#### DATA TO PROCESS ####

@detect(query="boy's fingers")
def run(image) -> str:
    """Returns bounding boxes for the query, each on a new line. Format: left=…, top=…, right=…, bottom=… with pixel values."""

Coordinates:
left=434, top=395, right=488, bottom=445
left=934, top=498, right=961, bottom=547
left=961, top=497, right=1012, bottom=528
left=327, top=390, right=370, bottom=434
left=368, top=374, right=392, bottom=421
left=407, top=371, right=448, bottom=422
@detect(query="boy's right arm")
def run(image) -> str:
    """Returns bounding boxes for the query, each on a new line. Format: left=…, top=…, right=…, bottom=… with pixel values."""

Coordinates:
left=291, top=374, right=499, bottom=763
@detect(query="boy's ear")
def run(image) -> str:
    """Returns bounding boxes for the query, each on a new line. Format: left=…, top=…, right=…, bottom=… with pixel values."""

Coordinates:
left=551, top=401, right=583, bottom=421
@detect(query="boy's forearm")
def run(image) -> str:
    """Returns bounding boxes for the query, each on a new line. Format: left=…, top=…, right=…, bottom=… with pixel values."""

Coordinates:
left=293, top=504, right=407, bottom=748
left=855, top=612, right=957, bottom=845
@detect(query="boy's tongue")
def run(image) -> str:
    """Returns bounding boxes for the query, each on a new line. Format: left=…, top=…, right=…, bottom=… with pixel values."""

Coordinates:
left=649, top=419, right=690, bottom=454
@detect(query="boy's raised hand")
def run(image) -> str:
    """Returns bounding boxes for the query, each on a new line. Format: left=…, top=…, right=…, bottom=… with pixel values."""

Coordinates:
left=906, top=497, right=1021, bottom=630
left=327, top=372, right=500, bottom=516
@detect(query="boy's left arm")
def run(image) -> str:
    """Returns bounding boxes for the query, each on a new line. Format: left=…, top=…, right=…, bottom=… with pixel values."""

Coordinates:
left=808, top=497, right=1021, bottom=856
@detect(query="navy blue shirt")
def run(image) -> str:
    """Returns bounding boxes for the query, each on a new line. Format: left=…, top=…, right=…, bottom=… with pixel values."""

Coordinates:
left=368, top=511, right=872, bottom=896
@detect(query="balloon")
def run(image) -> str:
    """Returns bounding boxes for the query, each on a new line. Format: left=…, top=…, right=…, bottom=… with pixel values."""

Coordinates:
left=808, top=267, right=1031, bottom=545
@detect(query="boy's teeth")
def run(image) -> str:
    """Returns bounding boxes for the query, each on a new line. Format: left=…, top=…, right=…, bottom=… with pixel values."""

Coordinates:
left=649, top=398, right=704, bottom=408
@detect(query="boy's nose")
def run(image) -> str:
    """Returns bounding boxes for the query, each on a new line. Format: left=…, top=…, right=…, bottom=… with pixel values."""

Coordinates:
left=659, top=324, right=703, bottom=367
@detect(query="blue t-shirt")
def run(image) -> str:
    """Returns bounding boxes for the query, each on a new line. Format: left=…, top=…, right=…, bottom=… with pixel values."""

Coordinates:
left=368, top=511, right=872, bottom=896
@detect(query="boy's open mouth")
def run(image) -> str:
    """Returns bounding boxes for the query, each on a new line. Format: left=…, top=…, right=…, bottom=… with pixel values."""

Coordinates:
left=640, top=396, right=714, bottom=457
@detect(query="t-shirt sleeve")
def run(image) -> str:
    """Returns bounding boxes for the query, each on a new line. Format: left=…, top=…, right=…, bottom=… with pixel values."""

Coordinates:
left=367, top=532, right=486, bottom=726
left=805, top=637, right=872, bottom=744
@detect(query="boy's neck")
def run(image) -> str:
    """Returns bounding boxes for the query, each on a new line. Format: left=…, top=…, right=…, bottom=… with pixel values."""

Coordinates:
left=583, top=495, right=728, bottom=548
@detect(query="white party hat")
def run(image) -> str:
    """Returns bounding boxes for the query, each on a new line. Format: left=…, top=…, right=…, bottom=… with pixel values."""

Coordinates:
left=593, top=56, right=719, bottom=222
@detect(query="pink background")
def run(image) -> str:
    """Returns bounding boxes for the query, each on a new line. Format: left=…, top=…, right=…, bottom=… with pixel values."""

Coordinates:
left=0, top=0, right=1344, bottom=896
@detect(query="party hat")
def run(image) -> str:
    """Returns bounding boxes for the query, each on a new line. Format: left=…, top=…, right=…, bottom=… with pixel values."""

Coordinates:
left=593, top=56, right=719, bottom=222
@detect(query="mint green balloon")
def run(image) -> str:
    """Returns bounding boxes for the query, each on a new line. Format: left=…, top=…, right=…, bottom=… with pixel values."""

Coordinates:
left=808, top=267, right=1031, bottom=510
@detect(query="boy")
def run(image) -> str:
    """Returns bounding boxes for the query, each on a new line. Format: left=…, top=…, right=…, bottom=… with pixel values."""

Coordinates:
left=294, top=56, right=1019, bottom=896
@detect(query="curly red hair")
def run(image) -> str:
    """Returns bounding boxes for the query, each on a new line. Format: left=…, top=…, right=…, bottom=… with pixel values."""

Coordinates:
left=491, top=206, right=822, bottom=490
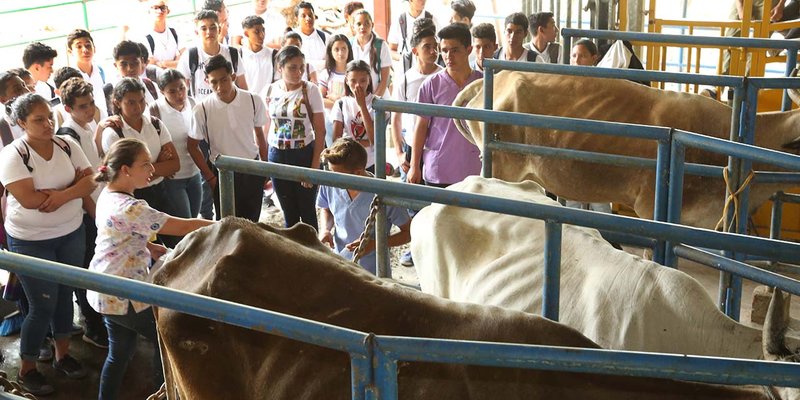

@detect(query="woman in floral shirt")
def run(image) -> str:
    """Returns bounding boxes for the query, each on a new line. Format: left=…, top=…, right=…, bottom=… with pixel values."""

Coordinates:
left=87, top=139, right=213, bottom=399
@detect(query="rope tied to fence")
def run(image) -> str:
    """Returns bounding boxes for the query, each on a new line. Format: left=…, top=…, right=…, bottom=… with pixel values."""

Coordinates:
left=714, top=167, right=756, bottom=232
left=0, top=371, right=36, bottom=400
left=353, top=194, right=381, bottom=263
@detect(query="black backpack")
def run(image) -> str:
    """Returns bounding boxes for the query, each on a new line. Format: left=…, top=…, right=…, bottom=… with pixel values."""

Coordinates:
left=14, top=137, right=72, bottom=172
left=145, top=28, right=180, bottom=56
left=189, top=46, right=239, bottom=97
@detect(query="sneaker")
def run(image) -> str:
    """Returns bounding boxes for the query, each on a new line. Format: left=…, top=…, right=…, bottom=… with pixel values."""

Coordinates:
left=53, top=354, right=86, bottom=379
left=400, top=251, right=414, bottom=267
left=81, top=332, right=108, bottom=349
left=36, top=341, right=53, bottom=362
left=17, top=368, right=55, bottom=396
left=69, top=324, right=83, bottom=336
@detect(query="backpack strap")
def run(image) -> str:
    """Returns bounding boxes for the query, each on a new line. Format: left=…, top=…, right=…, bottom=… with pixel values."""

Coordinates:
left=301, top=81, right=314, bottom=115
left=56, top=126, right=81, bottom=144
left=228, top=47, right=239, bottom=76
left=14, top=140, right=33, bottom=173
left=150, top=115, right=161, bottom=136
left=0, top=117, right=14, bottom=146
left=147, top=101, right=161, bottom=119
left=189, top=47, right=199, bottom=96
left=51, top=136, right=72, bottom=157
left=103, top=83, right=116, bottom=115
left=169, top=28, right=180, bottom=49
left=316, top=29, right=327, bottom=43
left=142, top=78, right=158, bottom=100
left=145, top=33, right=156, bottom=55
left=399, top=12, right=408, bottom=53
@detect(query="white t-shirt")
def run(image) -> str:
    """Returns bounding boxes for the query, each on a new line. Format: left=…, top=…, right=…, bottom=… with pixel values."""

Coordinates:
left=242, top=46, right=278, bottom=97
left=318, top=68, right=347, bottom=108
left=102, top=115, right=172, bottom=186
left=394, top=65, right=442, bottom=145
left=177, top=45, right=245, bottom=101
left=141, top=26, right=180, bottom=61
left=331, top=93, right=375, bottom=168
left=386, top=11, right=439, bottom=53
left=295, top=29, right=328, bottom=71
left=0, top=137, right=90, bottom=240
left=497, top=47, right=530, bottom=61
left=189, top=88, right=267, bottom=160
left=353, top=33, right=392, bottom=89
left=62, top=119, right=103, bottom=203
left=267, top=81, right=325, bottom=149
left=76, top=64, right=108, bottom=115
left=156, top=96, right=200, bottom=179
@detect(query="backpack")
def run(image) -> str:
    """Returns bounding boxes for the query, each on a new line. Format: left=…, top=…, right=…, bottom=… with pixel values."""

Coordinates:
left=147, top=97, right=196, bottom=121
left=400, top=10, right=433, bottom=53
left=145, top=28, right=178, bottom=55
left=350, top=36, right=388, bottom=88
left=189, top=45, right=239, bottom=97
left=103, top=78, right=158, bottom=115
left=14, top=137, right=72, bottom=173
left=492, top=46, right=536, bottom=62
left=0, top=117, right=14, bottom=147
left=110, top=115, right=161, bottom=139
left=56, top=126, right=81, bottom=144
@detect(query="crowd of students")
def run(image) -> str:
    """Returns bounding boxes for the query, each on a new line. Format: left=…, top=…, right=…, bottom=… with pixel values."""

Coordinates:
left=0, top=0, right=597, bottom=399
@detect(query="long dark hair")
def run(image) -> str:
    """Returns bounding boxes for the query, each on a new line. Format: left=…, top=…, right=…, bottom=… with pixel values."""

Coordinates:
left=325, top=34, right=353, bottom=75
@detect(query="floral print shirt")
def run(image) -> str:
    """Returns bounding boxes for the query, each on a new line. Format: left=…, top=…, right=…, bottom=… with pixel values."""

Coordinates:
left=86, top=189, right=169, bottom=315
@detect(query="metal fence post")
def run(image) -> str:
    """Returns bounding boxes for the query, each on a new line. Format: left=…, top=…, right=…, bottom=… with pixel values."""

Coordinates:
left=217, top=169, right=236, bottom=218
left=653, top=129, right=674, bottom=265
left=542, top=221, right=562, bottom=321
left=664, top=140, right=686, bottom=268
left=375, top=112, right=392, bottom=278
left=481, top=62, right=494, bottom=178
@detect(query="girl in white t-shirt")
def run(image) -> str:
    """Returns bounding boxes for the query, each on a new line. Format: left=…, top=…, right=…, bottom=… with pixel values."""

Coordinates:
left=0, top=93, right=96, bottom=395
left=149, top=69, right=202, bottom=222
left=266, top=46, right=325, bottom=229
left=331, top=61, right=375, bottom=173
left=101, top=78, right=180, bottom=247
left=319, top=34, right=353, bottom=146
left=86, top=138, right=213, bottom=399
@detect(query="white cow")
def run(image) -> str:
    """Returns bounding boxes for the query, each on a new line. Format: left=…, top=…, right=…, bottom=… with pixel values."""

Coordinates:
left=411, top=177, right=800, bottom=359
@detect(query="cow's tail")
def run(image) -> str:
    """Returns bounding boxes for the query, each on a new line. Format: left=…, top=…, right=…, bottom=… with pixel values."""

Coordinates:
left=453, top=79, right=483, bottom=144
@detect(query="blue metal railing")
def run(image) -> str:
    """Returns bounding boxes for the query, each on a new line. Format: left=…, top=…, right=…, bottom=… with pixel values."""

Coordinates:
left=208, top=156, right=800, bottom=400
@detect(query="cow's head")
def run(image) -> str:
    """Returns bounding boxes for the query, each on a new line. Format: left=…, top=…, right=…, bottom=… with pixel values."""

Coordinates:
left=762, top=288, right=800, bottom=400
left=453, top=79, right=483, bottom=148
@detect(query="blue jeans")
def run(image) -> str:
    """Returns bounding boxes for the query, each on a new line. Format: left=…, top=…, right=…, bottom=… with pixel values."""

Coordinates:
left=98, top=304, right=164, bottom=400
left=269, top=144, right=318, bottom=229
left=8, top=224, right=86, bottom=361
left=164, top=173, right=203, bottom=218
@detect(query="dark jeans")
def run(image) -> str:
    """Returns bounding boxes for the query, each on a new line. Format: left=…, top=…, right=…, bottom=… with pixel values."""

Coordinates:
left=75, top=214, right=106, bottom=337
left=269, top=145, right=318, bottom=229
left=212, top=160, right=267, bottom=222
left=98, top=305, right=164, bottom=400
left=133, top=180, right=181, bottom=248
left=8, top=224, right=86, bottom=361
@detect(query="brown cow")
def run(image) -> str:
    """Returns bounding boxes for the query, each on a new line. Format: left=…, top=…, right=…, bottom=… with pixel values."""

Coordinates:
left=454, top=71, right=800, bottom=229
left=154, top=218, right=796, bottom=400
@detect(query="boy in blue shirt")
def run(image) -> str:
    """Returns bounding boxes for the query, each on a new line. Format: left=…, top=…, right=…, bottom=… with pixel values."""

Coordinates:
left=317, top=138, right=411, bottom=274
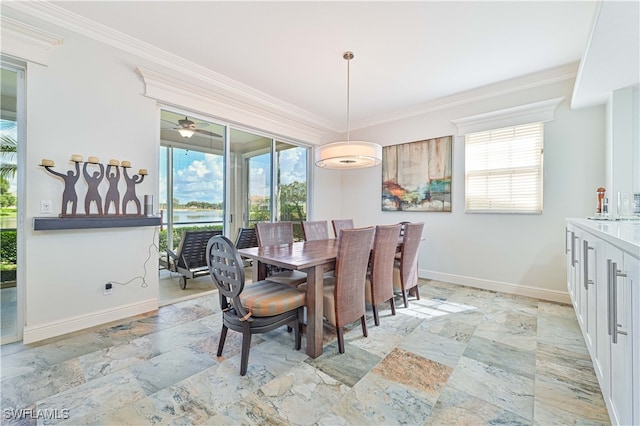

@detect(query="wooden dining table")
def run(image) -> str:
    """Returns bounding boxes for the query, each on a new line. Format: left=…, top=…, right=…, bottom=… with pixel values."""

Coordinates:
left=238, top=238, right=338, bottom=358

####

* _SET EXERCISE_
Reproduce these lines exactly, starting from the first line of the records and continuing through the line that contains "left=551, top=401, right=583, bottom=421", both ends included.

* _REPLY TO THE TASK_
@detect(query="boy's fingers")
def run(image) -> str:
    """Returns bounding boxes for the query, each on a new line. Format: left=…, top=…, right=…, bottom=… with pixel values."""

Coordinates:
left=434, top=395, right=488, bottom=445
left=934, top=498, right=961, bottom=547
left=961, top=497, right=1012, bottom=528
left=327, top=390, right=370, bottom=434
left=368, top=374, right=392, bottom=421
left=407, top=371, right=448, bottom=422
@detect(query="boy's right arm")
def run(image) -> str:
    """Returns bounding boxes for the query, each on a new line. Format: left=…, top=…, right=…, bottom=… with pixel values."""

Coordinates:
left=291, top=374, right=499, bottom=763
@detect(query="boy's ear")
def run(image) -> str:
    """Returns bounding boxes for the query, each on a new line. Format: left=…, top=…, right=…, bottom=… with pixel values."""

Coordinates:
left=551, top=401, right=583, bottom=421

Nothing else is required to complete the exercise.